» **INSTRUÇÕES A SEGUIR**:
Transcreva novamente o trecho do documento, tudo o que vai de "1. São contraditórios" até "a mobilização democrática.", e substitua "foguetório" por "espetáculo".

1. São contraditórios os juízos sobre o significado do deprimente quadro oferecido atualmente pela sociedade brasileira. Há quem nele descubra as dores de parto de um novo momento, inaugurador de um processo de moralização das instituições políticas. Conforme outros, a eclosão dos escândalos não passa de um foguetório passageiro, incapaz de sustar a autodegradação do Brasil à categoria de Quarto Mundo mediante institucionalização da corrupção e proliferação generalizada da violência. Ora, qual dos prognósticos virá a se cumprir depende essencialmente da determinação da sociedade. O momento crítico, de modo particularmente insistente, exige o exercício responsável da cidadania e a mobilização democrática.
2. A Igreja de Jesus Cristo, neste processo, cumpre importante papel. Confessa-se herdeira da tradição profética da Bíblia, profundamente comprometida com a paz e a justiça, colocando-a a serviço da sociedade. As graves ameaças que pairam sobre o povo brasileiro não podem deixar apáticas as Igrejas. Devem-lhe o seu alerta e o apelo à reação. Pois Deus não é de confusão; e sim, de paz (1 Coríntios 14.33). Colaborar na percepção e na implantação do que serve à paz (cf. Lucas 19.42) constitui o nobre e inalienável mandato político dos cristãos, aliás, em parceria com todas as pessoas de boa vontade.

» **LINHAS FORNECIDAS**:
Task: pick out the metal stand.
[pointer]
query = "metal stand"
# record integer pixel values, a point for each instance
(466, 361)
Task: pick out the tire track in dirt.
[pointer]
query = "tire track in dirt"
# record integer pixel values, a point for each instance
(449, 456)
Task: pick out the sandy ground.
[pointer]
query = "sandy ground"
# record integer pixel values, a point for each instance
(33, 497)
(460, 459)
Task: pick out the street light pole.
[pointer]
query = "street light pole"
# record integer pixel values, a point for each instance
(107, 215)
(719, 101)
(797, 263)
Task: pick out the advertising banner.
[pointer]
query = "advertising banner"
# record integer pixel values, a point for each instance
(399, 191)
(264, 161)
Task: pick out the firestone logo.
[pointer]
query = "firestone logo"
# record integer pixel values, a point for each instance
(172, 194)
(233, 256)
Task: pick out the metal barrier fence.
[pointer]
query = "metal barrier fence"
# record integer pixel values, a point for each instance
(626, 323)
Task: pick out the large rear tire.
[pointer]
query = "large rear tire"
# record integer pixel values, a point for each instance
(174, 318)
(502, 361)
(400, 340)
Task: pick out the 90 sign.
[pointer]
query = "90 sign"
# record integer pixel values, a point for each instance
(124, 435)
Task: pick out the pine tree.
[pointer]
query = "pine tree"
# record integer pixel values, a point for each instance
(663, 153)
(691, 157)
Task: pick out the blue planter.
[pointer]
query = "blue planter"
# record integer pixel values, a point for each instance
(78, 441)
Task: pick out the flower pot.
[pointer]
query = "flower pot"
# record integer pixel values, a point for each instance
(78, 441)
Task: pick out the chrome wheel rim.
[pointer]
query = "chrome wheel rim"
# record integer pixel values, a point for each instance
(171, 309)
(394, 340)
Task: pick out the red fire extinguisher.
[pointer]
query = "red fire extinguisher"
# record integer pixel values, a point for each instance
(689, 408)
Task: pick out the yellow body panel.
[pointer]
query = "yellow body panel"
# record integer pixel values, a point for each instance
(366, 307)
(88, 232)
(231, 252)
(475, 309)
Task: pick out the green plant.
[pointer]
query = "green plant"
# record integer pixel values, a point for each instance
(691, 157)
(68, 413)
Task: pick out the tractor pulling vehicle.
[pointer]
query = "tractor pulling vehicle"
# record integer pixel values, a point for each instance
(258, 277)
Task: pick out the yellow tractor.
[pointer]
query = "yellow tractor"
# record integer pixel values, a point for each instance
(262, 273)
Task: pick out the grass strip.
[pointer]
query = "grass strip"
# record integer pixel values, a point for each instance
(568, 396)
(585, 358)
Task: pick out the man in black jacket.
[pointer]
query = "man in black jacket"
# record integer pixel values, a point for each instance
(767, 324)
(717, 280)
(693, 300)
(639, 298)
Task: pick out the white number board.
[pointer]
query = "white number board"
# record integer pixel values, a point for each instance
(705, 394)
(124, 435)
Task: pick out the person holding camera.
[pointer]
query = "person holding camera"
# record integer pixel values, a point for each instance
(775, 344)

» **SOLUÇÃO COMPLETA**:
1. São contraditórios os juízos sobre o significado do deprimente quadro oferecido atualmente pela sociedade brasileira. Há quem nele descubra as dores de parto de um novo momento, inaugurador de um processo de moralização das instituições políticas. Conforme outros, a eclosão dos escândalos não passa de um espetáculo passageiro, incapaz de sustar a autodegradação do Brasil à categoria de Quarto Mundo mediante institucionalização da corrupção e proliferação generalizada da violência. Ora, qual dos prognósticos virá a se cumprir depende essencialmente da determinação da sociedade. O momento crítico, de modo particularmente insistente, exige o exercício responsável da cidadania e a mobilização democrática.